▸ Textauszug:
-*-
Doch in diesem Jahr scheinen die starken argentinischen Teams zurückzuschlagen wie ein Blick auf die Tabellen und den 5. Spieltag der Copa Libertadores Gruppenphase verrät.
Doch alles der Reihe nach. In Gruppe A ohne argentinische Beteiligung hat Doppelchamp Palmeiras seine perfekte Serie ausgebaut. Das Team von Abel Ferreira siegte mit 1:0 gegen den ecuadorianische Traditionsverein Emelec durch einen Treffer von Danilo. Der 21-jährige zentrale Mittelfeldspieler ist ohnehin in aller Munde. Eine Woche zuvor wurde er vom brasilianischen Nationaltrainer Tite erstmals für die Selecão berufen worden. Das Interesse aus Europa ist längst bekannt und wird nun nochmal einen neuen Schub bekommen. Daher ist es äußerst fraglich, ob der Mann aus Salvador in der K.O.-Phase noch im Kader von „Verdão“ stehen wird. Für den breit besetzten Kader der Brasilianer wäre ein Abgang des Bindeglieds zwischen Defensive und Offensive zwar schmerzhaft, aber insgesamt zu verkraften.
-*-
▸ Bereitgestellte Daten:
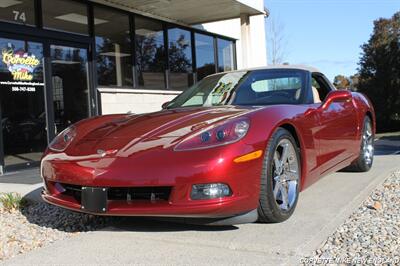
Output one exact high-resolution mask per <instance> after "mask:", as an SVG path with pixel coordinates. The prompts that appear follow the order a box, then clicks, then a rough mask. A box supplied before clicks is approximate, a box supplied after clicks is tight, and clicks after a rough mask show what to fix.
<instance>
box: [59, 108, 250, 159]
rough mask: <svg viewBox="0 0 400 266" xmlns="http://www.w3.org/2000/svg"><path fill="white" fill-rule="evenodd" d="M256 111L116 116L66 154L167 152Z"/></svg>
mask: <svg viewBox="0 0 400 266" xmlns="http://www.w3.org/2000/svg"><path fill="white" fill-rule="evenodd" d="M255 109H256V108H253V107H248V108H240V107H233V106H226V107H216V108H204V107H202V108H179V109H173V110H162V111H159V112H154V113H148V114H140V115H121V116H117V117H113V120H111V121H108V122H105V123H98V124H96V125H95V126H93V127H92V128H91V129H90V130H88V131H87V132H86V133H85V134H83V136H78V139H77V140H76V141H74V142H73V143H71V145H70V147H68V149H67V151H66V152H67V153H68V155H73V156H83V155H90V154H103V156H104V154H107V155H110V156H122V157H127V156H130V155H132V154H134V153H137V152H140V151H144V150H150V149H158V148H163V149H166V148H170V147H172V146H174V145H176V144H177V143H178V142H179V141H180V140H181V139H183V138H185V137H186V136H188V135H190V134H192V133H193V132H196V131H198V130H201V129H202V128H204V127H207V126H209V125H211V124H214V123H218V122H221V121H223V120H226V119H229V118H234V117H238V116H242V115H246V114H248V113H250V112H252V111H254V110H255ZM78 130H79V128H78ZM78 135H79V131H78Z"/></svg>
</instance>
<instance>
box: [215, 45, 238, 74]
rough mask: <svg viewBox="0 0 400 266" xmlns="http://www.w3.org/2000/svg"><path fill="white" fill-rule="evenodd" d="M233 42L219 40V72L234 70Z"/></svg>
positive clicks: (218, 66)
mask: <svg viewBox="0 0 400 266" xmlns="http://www.w3.org/2000/svg"><path fill="white" fill-rule="evenodd" d="M233 63H234V58H233V42H232V41H228V40H224V39H218V72H223V71H231V70H233V69H234V64H233Z"/></svg>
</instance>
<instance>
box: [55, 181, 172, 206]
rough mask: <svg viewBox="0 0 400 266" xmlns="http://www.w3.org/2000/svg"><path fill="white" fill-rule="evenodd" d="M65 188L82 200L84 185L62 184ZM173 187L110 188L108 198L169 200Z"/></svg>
mask: <svg viewBox="0 0 400 266" xmlns="http://www.w3.org/2000/svg"><path fill="white" fill-rule="evenodd" d="M60 185H61V186H62V188H63V189H64V190H65V191H64V192H62V194H63V195H65V196H70V197H73V198H74V199H75V200H76V201H77V202H79V203H80V202H81V195H82V186H79V185H71V184H60ZM171 190H172V187H125V188H124V187H122V188H114V187H111V188H108V192H107V198H108V200H121V201H128V202H130V201H135V200H141V201H143V200H144V201H160V200H161V201H168V200H169V196H170V194H171Z"/></svg>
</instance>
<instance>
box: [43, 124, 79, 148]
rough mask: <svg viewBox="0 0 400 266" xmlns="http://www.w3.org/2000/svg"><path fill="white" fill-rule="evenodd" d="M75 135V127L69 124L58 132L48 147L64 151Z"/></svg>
mask: <svg viewBox="0 0 400 266" xmlns="http://www.w3.org/2000/svg"><path fill="white" fill-rule="evenodd" d="M75 136H76V128H75V127H74V126H70V127H68V128H66V129H64V130H63V131H61V132H60V134H58V135H57V136H56V137H55V138H54V139H53V141H52V142H51V143H50V145H49V149H51V150H53V151H57V152H62V151H64V150H65V149H66V148H67V147H68V145H69V144H70V143H71V142H72V140H73V139H74V138H75Z"/></svg>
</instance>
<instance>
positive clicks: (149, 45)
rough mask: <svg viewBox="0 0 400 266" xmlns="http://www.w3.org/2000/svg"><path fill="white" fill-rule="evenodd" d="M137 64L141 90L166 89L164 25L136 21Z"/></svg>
mask: <svg viewBox="0 0 400 266" xmlns="http://www.w3.org/2000/svg"><path fill="white" fill-rule="evenodd" d="M135 38H136V40H135V43H136V47H135V48H136V64H137V73H138V83H139V88H143V89H156V90H163V89H165V81H164V74H165V65H166V59H165V50H164V33H163V27H162V23H160V22H158V21H155V20H150V19H146V18H142V17H137V18H136V19H135Z"/></svg>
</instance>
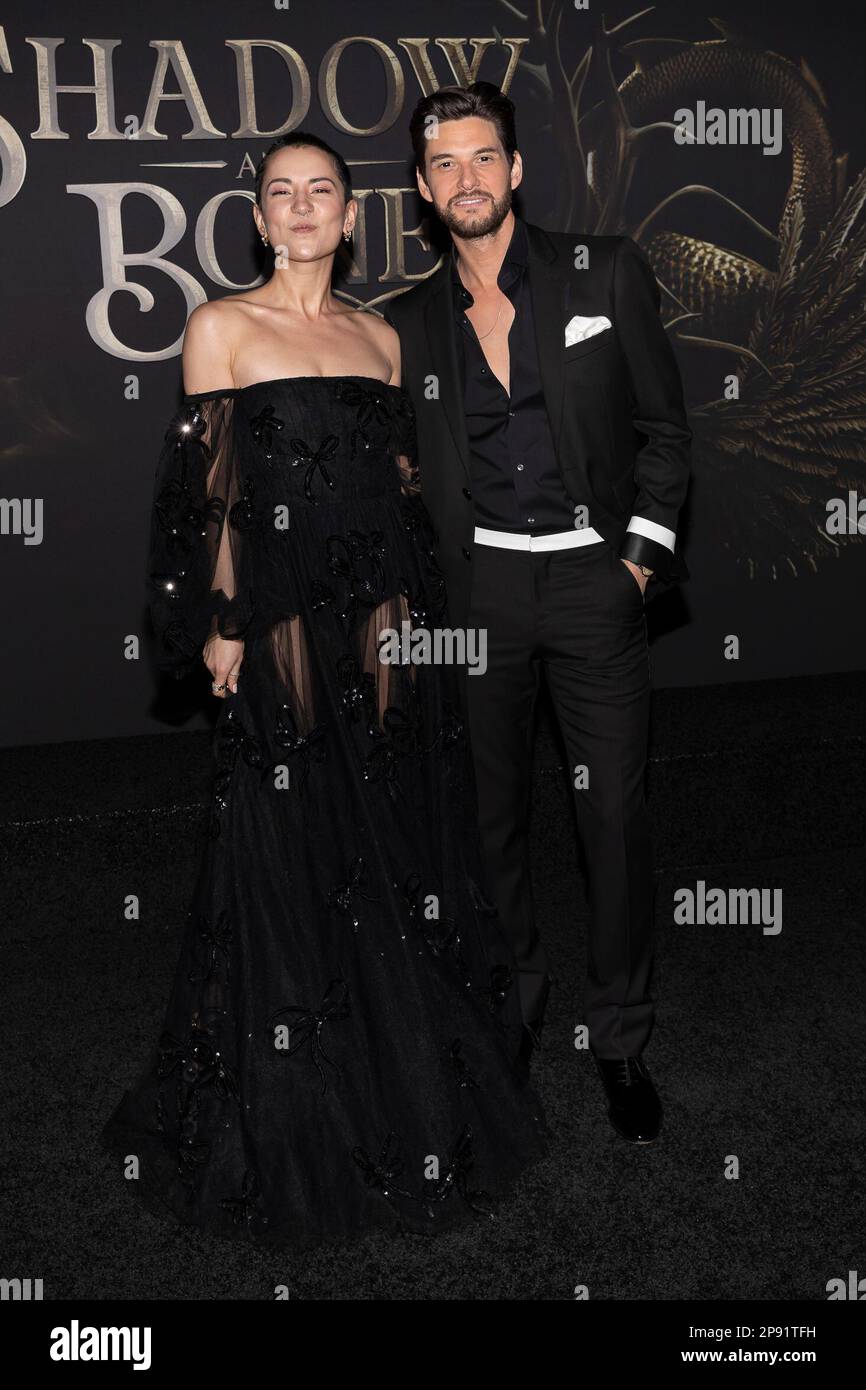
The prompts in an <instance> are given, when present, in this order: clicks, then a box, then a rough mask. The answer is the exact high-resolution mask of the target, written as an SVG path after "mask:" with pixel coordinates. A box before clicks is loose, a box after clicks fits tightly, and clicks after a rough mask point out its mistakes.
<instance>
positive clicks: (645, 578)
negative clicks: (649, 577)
mask: <svg viewBox="0 0 866 1390" xmlns="http://www.w3.org/2000/svg"><path fill="white" fill-rule="evenodd" d="M620 560H623V556H621V555H620ZM623 564H624V566H626V567H627V569H628V570H631V573H632V575H634V580H635V584H637V585H638V588H639V591H641V594H644V592H645V591H646V585H648V584H649V575H648V574H641V570H639V569H638V566H637V564H632V563H631V560H623Z"/></svg>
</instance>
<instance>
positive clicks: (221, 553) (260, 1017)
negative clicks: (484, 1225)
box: [103, 136, 548, 1248]
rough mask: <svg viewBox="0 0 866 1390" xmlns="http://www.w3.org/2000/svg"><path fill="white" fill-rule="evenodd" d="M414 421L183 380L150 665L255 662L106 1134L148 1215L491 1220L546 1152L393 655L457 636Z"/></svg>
mask: <svg viewBox="0 0 866 1390" xmlns="http://www.w3.org/2000/svg"><path fill="white" fill-rule="evenodd" d="M297 139H299V138H297V136H295V138H293V140H292V139H291V140H289V142H278V146H279V147H285V146H286V145H288V146H289V147H292V146H293V145H295V146H296V143H297ZM321 147H322V149H327V146H321ZM270 154H271V152H268V156H270ZM268 156H265V160H267V158H268ZM335 163H338V168H339V161H338V157H336V156H335ZM259 183H260V179H259ZM346 206H349V203H346ZM413 434H414V416H413V409H411V403H410V400H409V396H407V393H406V392H405V391H403V389H402V388H400V386H396V385H391V384H386V382H384V381H381V379H378V378H377V377H367V375H354V374H346V375H342V374H341V375H289V377H278V378H274V379H265V381H256V382H254V384H250V385H246V386H240V388H236V386H222V388H220V389H213V391H207V392H199V393H190V395H186V396H185V399H183V406H182V409H181V411H179V413H178V414H177V416H175V417H174V420H172V421H171V424H170V427H168V431H167V434H165V442H164V448H163V450H161V455H160V459H158V466H157V475H156V489H154V509H153V527H152V546H150V566H149V573H150V594H152V617H153V623H154V628H156V632H157V637H158V642H160V664H161V666H163V667H164V669H167V670H171V671H174V673H175V674H186V673H188V671H190V670H193V669H195V667H196V666H199V663H200V662H202V655H203V649H206V644H207V641H209V638H210V637H211V634H214V635H218V637H221V638H222V639H234V641H242V642H243V659H242V667H240V673H239V677H238V680H236V682H234V681H232V682H229V685H234V684H236V692H235V694H232V692H231V688H229V691H228V692H227V695H228V698H227V699H225V701H224V703H222V708H221V712H220V717H218V721H217V727H215V733H214V781H213V803H211V809H210V837H209V842H207V848H206V852H204V858H203V862H202V865H200V872H199V878H197V883H196V887H195V892H193V898H192V903H190V909H189V916H188V924H186V929H185V933H183V941H182V948H181V958H179V963H178V967H177V976H175V981H174V988H172V992H171V998H170V1002H168V1006H167V1012H165V1017H164V1024H163V1029H161V1033H160V1034H158V1041H157V1044H156V1047H154V1049H153V1055H152V1056H150V1061H149V1063H147V1066H146V1069H145V1072H143V1074H142V1076H140V1077H139V1079H138V1081H136V1084H135V1086H133V1087H132V1090H129V1091H126V1093H125V1095H124V1097H122V1099H121V1102H120V1105H118V1106H117V1109H115V1112H114V1113H113V1115H111V1118H110V1120H108V1122H107V1125H106V1127H104V1130H103V1141H104V1144H106V1145H107V1147H108V1148H111V1150H113V1151H114V1152H117V1154H120V1155H122V1158H124V1159H125V1161H128V1158H129V1155H135V1156H136V1159H138V1172H139V1176H138V1179H136V1181H135V1188H136V1191H138V1194H139V1195H140V1198H142V1200H143V1202H145V1204H146V1205H147V1208H149V1209H150V1211H157V1212H163V1213H170V1215H171V1216H174V1218H175V1219H177V1220H181V1222H183V1223H192V1225H195V1226H197V1227H202V1229H204V1230H209V1232H213V1233H217V1234H222V1236H227V1237H238V1238H242V1240H247V1241H253V1243H256V1244H263V1245H284V1247H293V1248H302V1247H307V1245H311V1244H318V1243H321V1241H327V1240H339V1238H349V1237H354V1236H360V1234H364V1233H366V1232H368V1230H373V1229H375V1227H391V1229H395V1230H398V1229H399V1230H409V1232H418V1233H421V1232H424V1233H427V1232H430V1233H435V1232H438V1230H442V1229H448V1227H453V1226H457V1225H460V1223H463V1222H466V1220H481V1219H484V1218H485V1216H491V1215H495V1213H496V1211H498V1208H499V1204H500V1200H502V1197H503V1195H505V1194H506V1191H509V1190H510V1187H512V1184H513V1183H514V1180H516V1179H517V1177H518V1176H520V1173H521V1172H523V1170H524V1169H525V1168H527V1165H528V1163H532V1162H534V1161H537V1159H538V1158H541V1156H542V1155H544V1154H545V1152H546V1150H548V1145H546V1133H548V1131H546V1123H545V1118H544V1113H542V1109H541V1105H539V1101H538V1098H537V1095H535V1094H534V1091H532V1088H531V1087H530V1084H528V1083H527V1080H525V1073H524V1070H523V1069H521V1068H520V1066H518V1063H517V1054H518V1048H520V1040H521V1017H520V1005H518V1001H517V988H516V980H514V979H513V977H512V969H513V962H512V956H510V951H509V947H507V944H506V941H505V938H503V935H502V934H500V930H499V927H498V920H496V916H495V912H493V910H492V909H491V906H489V902H488V899H487V895H485V894H484V887H482V883H481V870H480V849H478V835H477V827H475V819H474V816H475V803H474V784H473V773H471V759H470V749H468V745H467V734H466V730H464V727H463V723H461V720H460V716H459V710H457V688H456V673H455V670H453V669H452V667H450V666H434V664H386V663H384V662H382V660H379V651H378V649H379V641H381V634H382V632H384V630H396V631H398V632H399V631H400V630H402V628H400V624H402V623H403V621H409V623H411V626H413V628H416V627H423V628H428V630H434V628H436V627H448V609H446V595H445V592H443V584H442V577H441V574H439V570H438V567H436V562H435V556H434V550H432V538H431V530H430V521H428V517H427V514H425V512H424V507H423V505H421V500H420V495H418V481H417V475H416V473H414V470H413V453H414V445H413ZM211 670H213V664H211ZM217 684H221V682H217ZM126 1166H129V1165H128V1163H126Z"/></svg>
-*-
▸ Aufgabe:
Aktualisiere im Textauszug über die Copa Libertadores alles von „Doch in diesem“ bis hinunter zu „Libertadores Gruppenphase verrät.“, indem du „5. Spieltag“ durch „6. Spieltag“ ersetzt. Die Datensätze stammen aus einer anderen Quelle.

▸ Ausgabe:
Doch in diesem Jahr scheinen die starken argentinischen Teams zurückzuschlagen wie ein Blick auf die Tabellen und den 6. Spieltag der Copa Libertadores Gruppenphase verrät.